**YOUR ASSIGNMENT**
Search term "outside": please copy every line of the records below that contains it.

**DATA FOR THIS EXERCISE**
= = = = = = =
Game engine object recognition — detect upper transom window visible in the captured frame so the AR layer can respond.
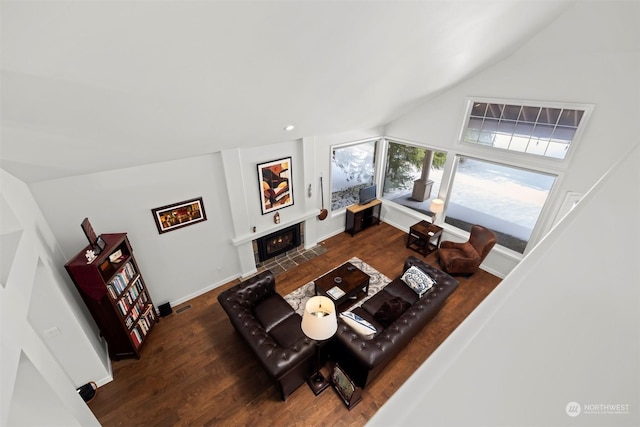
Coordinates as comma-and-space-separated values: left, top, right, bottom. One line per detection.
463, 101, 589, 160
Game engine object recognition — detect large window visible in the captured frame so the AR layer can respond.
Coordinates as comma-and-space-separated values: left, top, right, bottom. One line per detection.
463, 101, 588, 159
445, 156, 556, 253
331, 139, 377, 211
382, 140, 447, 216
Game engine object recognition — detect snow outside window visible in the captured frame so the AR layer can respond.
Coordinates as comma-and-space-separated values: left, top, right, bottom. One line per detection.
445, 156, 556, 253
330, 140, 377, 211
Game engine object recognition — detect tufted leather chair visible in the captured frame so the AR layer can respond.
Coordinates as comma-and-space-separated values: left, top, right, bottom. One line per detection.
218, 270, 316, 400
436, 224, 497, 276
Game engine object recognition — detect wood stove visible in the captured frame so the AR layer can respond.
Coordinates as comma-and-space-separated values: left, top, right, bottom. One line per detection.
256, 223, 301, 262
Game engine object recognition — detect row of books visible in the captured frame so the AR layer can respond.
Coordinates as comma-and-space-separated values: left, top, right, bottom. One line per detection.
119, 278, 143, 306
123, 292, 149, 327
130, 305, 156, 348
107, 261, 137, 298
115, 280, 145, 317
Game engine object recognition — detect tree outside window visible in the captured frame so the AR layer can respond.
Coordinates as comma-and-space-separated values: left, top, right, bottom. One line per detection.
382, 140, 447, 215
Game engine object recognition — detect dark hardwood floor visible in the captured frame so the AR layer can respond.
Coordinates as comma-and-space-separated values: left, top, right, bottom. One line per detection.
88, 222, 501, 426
= = = = = = =
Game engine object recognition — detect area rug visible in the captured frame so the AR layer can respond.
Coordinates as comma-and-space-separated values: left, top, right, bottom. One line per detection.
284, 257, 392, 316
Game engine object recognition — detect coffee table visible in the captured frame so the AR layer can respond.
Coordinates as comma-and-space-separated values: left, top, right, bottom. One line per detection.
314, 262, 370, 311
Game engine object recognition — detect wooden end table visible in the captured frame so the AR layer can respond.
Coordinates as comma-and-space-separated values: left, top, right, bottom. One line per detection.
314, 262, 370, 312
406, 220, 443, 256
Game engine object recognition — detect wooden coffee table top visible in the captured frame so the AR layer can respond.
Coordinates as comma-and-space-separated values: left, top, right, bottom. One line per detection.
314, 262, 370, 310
= = = = = = =
**SOLUTION TO THE PROBLEM**
Game engine object recognition — detect snow outside window visible in the captured frame so the AR layer can respond.
Game engine object recognition — detect tree outside window visible in the captured frame so the AR layer can respond.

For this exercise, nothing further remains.